* [Exercise instructions]: A verbatim copy of the lines starting at the one with "Could you please annotate the person with" and ending at the last line below is required; include nothing else.

-- Entries supplied follows --

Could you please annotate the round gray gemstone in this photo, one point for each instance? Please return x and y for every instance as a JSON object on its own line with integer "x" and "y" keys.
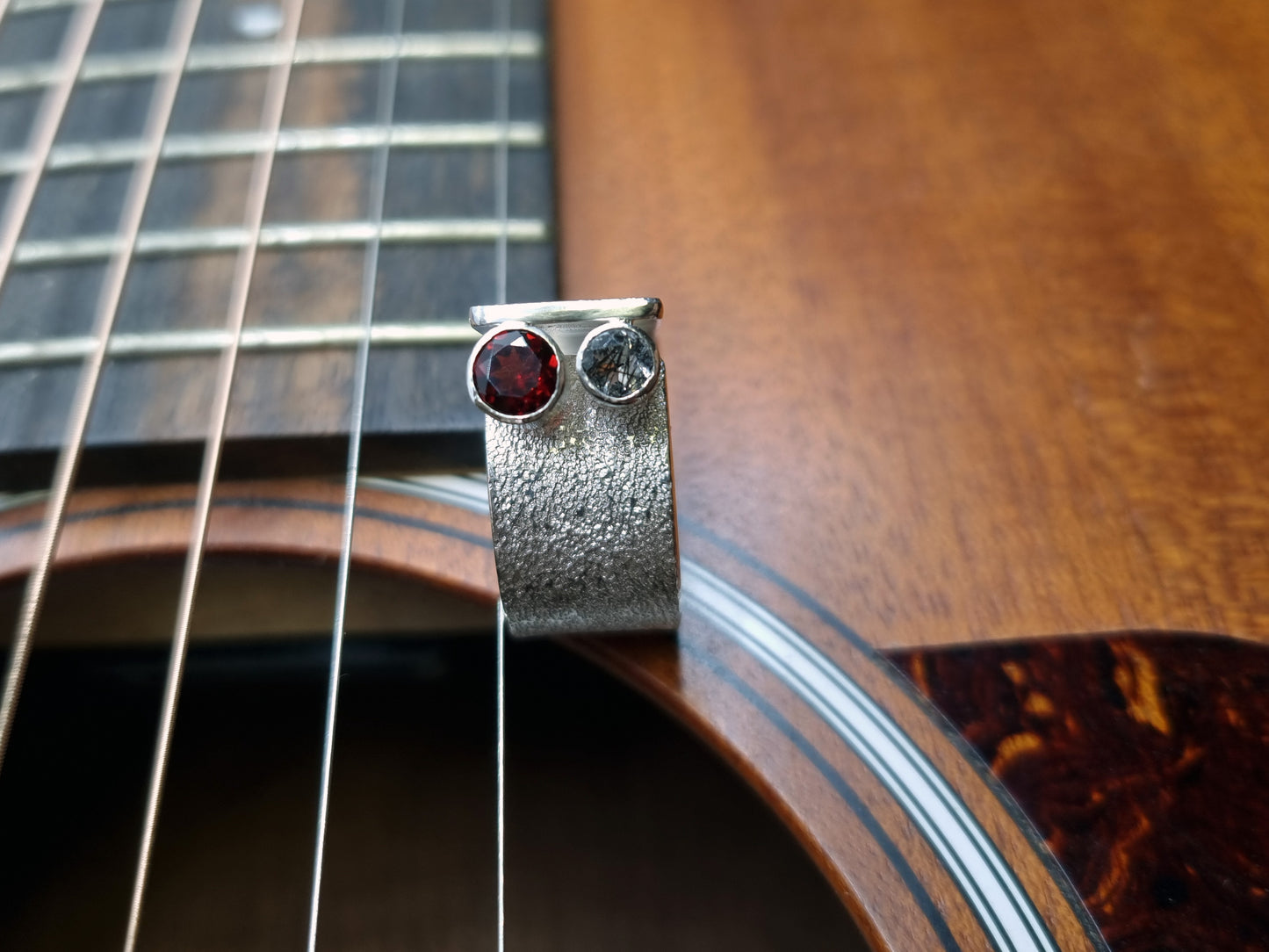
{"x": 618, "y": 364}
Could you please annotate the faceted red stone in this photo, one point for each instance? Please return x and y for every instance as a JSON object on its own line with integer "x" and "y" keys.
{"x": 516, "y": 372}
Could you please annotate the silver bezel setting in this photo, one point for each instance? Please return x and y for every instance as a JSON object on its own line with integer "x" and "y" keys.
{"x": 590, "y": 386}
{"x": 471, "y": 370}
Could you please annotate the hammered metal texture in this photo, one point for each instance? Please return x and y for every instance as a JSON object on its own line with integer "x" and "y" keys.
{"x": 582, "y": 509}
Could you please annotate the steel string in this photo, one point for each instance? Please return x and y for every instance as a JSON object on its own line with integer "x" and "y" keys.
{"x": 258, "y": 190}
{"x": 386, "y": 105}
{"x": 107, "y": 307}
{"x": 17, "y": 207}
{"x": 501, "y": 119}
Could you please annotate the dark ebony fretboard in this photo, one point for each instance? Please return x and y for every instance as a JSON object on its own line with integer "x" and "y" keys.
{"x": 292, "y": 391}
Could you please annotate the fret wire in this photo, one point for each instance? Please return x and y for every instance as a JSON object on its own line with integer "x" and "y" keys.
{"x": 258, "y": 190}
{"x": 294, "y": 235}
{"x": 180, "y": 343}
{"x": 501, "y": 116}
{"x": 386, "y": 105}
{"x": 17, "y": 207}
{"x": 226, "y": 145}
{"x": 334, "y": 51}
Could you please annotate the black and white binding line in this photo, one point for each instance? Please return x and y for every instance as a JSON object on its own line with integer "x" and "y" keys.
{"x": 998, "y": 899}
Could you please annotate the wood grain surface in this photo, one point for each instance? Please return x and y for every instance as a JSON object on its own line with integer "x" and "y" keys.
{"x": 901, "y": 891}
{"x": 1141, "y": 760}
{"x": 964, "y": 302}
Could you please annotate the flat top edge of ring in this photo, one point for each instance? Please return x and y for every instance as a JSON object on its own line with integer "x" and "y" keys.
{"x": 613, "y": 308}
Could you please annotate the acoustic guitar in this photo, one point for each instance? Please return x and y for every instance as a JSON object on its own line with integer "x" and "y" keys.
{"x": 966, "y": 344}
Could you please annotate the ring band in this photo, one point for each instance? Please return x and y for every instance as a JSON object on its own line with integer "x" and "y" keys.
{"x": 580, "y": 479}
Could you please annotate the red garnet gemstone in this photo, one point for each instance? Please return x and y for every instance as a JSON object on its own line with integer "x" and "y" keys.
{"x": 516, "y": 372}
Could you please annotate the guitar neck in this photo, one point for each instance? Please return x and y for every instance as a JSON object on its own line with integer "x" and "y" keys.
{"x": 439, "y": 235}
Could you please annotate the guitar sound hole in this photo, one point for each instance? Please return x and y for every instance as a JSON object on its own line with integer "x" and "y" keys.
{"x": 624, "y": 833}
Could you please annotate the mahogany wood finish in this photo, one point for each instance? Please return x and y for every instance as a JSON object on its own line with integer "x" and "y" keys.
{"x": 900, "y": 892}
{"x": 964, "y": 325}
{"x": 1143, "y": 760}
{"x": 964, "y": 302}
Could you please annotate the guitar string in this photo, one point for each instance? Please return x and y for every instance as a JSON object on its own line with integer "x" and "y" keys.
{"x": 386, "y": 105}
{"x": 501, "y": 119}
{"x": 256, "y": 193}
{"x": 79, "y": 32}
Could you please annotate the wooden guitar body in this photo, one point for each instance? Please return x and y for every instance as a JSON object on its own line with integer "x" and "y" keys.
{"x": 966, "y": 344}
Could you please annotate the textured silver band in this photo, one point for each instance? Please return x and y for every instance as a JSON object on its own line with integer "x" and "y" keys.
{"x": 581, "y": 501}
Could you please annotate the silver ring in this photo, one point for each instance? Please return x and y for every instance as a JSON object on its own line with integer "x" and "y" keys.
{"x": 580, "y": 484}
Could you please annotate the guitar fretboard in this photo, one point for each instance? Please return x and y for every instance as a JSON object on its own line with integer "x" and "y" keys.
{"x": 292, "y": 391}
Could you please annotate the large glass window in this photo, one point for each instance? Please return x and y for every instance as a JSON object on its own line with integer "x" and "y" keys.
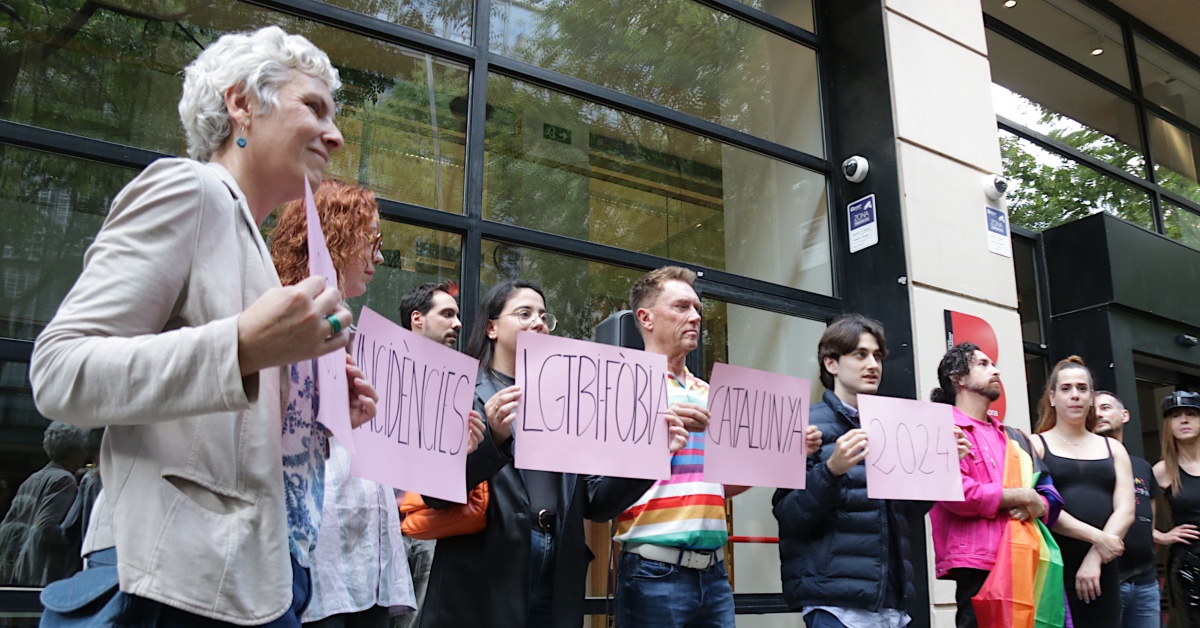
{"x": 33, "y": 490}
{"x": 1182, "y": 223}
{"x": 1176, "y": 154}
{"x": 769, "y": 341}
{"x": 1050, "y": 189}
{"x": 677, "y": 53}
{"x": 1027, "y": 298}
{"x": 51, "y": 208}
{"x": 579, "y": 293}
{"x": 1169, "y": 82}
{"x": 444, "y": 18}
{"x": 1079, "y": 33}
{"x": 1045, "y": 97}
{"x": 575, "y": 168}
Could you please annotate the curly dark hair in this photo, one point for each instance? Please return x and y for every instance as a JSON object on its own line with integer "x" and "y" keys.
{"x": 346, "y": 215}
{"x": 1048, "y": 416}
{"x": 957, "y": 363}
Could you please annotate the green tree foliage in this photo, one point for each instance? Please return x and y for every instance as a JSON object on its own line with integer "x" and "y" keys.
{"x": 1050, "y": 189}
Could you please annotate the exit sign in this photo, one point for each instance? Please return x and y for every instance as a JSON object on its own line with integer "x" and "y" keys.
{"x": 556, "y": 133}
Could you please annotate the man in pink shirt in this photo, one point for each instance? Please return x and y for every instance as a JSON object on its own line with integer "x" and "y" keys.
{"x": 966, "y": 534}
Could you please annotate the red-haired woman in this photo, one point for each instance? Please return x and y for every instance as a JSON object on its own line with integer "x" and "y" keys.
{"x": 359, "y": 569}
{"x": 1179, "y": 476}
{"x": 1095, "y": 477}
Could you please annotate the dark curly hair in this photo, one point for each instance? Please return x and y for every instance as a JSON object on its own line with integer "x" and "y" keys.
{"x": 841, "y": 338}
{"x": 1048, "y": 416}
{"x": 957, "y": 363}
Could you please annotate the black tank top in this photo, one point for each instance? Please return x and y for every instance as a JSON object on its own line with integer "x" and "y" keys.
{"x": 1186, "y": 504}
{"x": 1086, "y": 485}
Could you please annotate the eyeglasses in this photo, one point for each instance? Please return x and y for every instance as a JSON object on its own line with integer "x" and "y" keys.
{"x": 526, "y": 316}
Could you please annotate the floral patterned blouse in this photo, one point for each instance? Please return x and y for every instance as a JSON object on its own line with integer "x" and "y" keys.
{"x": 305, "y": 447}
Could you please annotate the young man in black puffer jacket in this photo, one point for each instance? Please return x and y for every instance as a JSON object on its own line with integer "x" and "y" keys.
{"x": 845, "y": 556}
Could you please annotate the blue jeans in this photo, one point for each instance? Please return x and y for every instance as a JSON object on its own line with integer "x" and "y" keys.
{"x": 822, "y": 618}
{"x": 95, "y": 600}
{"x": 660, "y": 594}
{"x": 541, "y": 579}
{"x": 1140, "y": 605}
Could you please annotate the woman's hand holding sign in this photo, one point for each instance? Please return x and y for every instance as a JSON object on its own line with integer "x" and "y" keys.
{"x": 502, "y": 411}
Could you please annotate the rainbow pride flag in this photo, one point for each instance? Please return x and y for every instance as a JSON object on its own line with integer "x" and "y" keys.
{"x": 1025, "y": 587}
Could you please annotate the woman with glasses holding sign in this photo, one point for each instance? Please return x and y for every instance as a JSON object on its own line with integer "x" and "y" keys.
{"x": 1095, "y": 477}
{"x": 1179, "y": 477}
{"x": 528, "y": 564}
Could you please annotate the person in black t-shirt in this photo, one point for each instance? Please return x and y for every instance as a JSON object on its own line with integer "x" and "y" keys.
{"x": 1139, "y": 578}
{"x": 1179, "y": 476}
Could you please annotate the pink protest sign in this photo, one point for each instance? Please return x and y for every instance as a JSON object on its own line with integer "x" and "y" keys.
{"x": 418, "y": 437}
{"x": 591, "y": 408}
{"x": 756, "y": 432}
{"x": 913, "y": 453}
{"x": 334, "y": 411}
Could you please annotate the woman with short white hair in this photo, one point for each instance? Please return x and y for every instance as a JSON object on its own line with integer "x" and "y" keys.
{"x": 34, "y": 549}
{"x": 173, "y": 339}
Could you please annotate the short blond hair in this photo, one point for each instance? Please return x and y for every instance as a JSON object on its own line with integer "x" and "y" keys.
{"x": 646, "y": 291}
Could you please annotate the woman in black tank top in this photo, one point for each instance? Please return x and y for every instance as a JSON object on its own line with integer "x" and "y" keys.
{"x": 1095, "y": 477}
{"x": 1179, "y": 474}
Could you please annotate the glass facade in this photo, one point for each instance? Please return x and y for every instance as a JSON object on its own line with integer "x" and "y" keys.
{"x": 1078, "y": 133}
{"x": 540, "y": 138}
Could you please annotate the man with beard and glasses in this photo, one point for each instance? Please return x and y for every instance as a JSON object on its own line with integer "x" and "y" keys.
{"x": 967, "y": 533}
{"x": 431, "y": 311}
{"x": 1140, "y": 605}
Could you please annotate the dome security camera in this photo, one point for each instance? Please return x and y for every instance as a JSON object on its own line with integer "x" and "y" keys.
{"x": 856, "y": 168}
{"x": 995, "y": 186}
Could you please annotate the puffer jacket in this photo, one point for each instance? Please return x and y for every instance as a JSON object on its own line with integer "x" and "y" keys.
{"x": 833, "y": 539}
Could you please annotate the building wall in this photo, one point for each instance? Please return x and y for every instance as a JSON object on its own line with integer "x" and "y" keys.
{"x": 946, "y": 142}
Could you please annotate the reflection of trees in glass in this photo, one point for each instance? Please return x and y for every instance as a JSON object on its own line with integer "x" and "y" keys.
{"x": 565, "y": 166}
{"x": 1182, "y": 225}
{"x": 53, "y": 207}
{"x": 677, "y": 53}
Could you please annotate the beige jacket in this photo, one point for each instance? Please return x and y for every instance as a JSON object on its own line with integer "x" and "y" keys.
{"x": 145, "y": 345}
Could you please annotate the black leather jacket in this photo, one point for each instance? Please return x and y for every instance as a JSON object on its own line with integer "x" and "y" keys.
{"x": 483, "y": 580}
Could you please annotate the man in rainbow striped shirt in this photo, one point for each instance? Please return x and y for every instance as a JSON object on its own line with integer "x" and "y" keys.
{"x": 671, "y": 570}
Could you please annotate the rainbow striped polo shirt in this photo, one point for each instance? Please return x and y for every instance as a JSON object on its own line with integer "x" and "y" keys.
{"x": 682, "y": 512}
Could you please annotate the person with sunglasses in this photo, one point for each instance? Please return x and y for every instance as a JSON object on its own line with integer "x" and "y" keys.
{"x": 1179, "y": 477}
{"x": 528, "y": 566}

-- Entries supplied concluded --

* [Written response]:
Could you please annotate the person with sunglasses in this photo, one point for each instance? Please return x and y for every instance as a JSON object on its own line with integer "x" and "y" keys.
{"x": 1179, "y": 477}
{"x": 528, "y": 566}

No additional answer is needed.